Arrange the lines of the data below as a Markdown table with one column, Row, for the row number and another, Line, for the line itself. Skip blank lines and leave the pictures out.

..........

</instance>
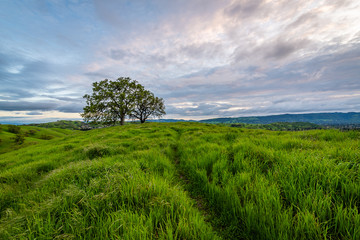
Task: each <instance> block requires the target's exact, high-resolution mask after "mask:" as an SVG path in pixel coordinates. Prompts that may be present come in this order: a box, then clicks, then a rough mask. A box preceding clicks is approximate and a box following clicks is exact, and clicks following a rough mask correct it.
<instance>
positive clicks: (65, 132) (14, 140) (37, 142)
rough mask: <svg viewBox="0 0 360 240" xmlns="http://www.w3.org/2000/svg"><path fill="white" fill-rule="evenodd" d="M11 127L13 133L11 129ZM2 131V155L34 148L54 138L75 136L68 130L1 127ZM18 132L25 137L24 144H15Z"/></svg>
mask: <svg viewBox="0 0 360 240" xmlns="http://www.w3.org/2000/svg"><path fill="white" fill-rule="evenodd" d="M11 127H12V128H13V131H11V130H10V129H9V128H11ZM0 129H1V130H0V154H2V153H5V152H10V151H13V150H17V149H20V148H24V147H28V146H32V145H34V144H38V143H40V142H44V141H48V140H51V139H53V138H59V137H64V136H67V135H70V134H75V132H74V131H71V130H67V129H57V128H52V129H44V128H41V127H35V126H14V125H0ZM17 129H18V130H17ZM17 131H18V133H19V134H20V135H21V136H22V137H23V141H24V142H23V143H19V142H15V137H16V135H17Z"/></svg>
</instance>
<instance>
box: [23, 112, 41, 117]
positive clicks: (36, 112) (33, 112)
mask: <svg viewBox="0 0 360 240" xmlns="http://www.w3.org/2000/svg"><path fill="white" fill-rule="evenodd" d="M26 115H30V116H36V115H43V113H42V112H28V113H26Z"/></svg>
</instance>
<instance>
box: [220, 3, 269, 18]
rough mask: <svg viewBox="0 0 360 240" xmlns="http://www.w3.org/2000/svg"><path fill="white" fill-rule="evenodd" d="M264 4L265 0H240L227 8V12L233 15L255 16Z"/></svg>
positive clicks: (238, 16) (230, 15)
mask: <svg viewBox="0 0 360 240" xmlns="http://www.w3.org/2000/svg"><path fill="white" fill-rule="evenodd" d="M263 4H264V1H263V0H239V1H235V2H234V3H233V4H232V5H231V6H229V7H228V8H226V9H225V13H226V14H227V15H229V16H231V17H236V18H247V17H250V16H254V14H255V13H256V12H258V11H259V9H260V8H261V6H262V5H263Z"/></svg>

..........

Exercise result =
| Row | Line |
|---|---|
| 1 | </instance> |
| 2 | Task: each <instance> block requires the target's exact, high-resolution mask after "mask:" as an SVG path in pixel coordinates. Prompts that may be present come in this order: a box, then clicks, then a rough mask. A box preceding clicks is approximate and a box following clicks is exact, and clicks following a rough mask correct it. |
| 3 | <instance> |
| 4 | positive clicks: (65, 132) (14, 140) (37, 142) |
| 5 | rough mask: <svg viewBox="0 0 360 240" xmlns="http://www.w3.org/2000/svg"><path fill="white" fill-rule="evenodd" d="M11 127L13 133L11 129ZM2 131V155L34 148L54 138L75 136L68 130L1 127ZM18 132L25 137L24 144H15Z"/></svg> |
| 6 | mask: <svg viewBox="0 0 360 240" xmlns="http://www.w3.org/2000/svg"><path fill="white" fill-rule="evenodd" d="M11 127H12V128H13V131H11V130H10V129H9V128H11ZM0 129H1V130H0V154H2V153H5V152H10V151H13V150H17V149H20V148H24V147H28V146H32V145H34V144H38V143H40V142H44V141H48V140H51V139H53V138H59V137H64V136H67V135H70V134H75V132H74V131H71V130H67V129H57V128H52V129H44V128H41V127H35V126H14V125H0ZM17 129H18V130H17ZM17 131H18V133H19V134H20V135H21V136H22V137H23V141H24V142H23V143H19V142H15V137H16V135H17Z"/></svg> |
| 7 | </instance> |
| 8 | <instance> |
| 9 | box: [23, 112, 41, 117] |
| 10 | positive clicks: (36, 112) (33, 112) |
| 11 | mask: <svg viewBox="0 0 360 240" xmlns="http://www.w3.org/2000/svg"><path fill="white" fill-rule="evenodd" d="M26 115H30V116H36V115H43V113H42V112H28V113H26Z"/></svg> |
| 12 | </instance> |
| 13 | <instance> |
| 14 | box: [220, 3, 269, 18] |
| 15 | rough mask: <svg viewBox="0 0 360 240" xmlns="http://www.w3.org/2000/svg"><path fill="white" fill-rule="evenodd" d="M264 4L265 0H240L227 8V12L233 15L255 16Z"/></svg> |
| 16 | positive clicks: (238, 16) (230, 15) |
| 17 | mask: <svg viewBox="0 0 360 240" xmlns="http://www.w3.org/2000/svg"><path fill="white" fill-rule="evenodd" d="M263 4H264V1H263V0H239V1H235V2H234V3H233V4H232V5H231V6H229V7H228V8H226V9H225V13H226V14H227V15H229V16H231V17H236V18H247V17H250V16H254V14H255V13H256V12H258V11H259V9H260V8H261V6H262V5H263Z"/></svg> |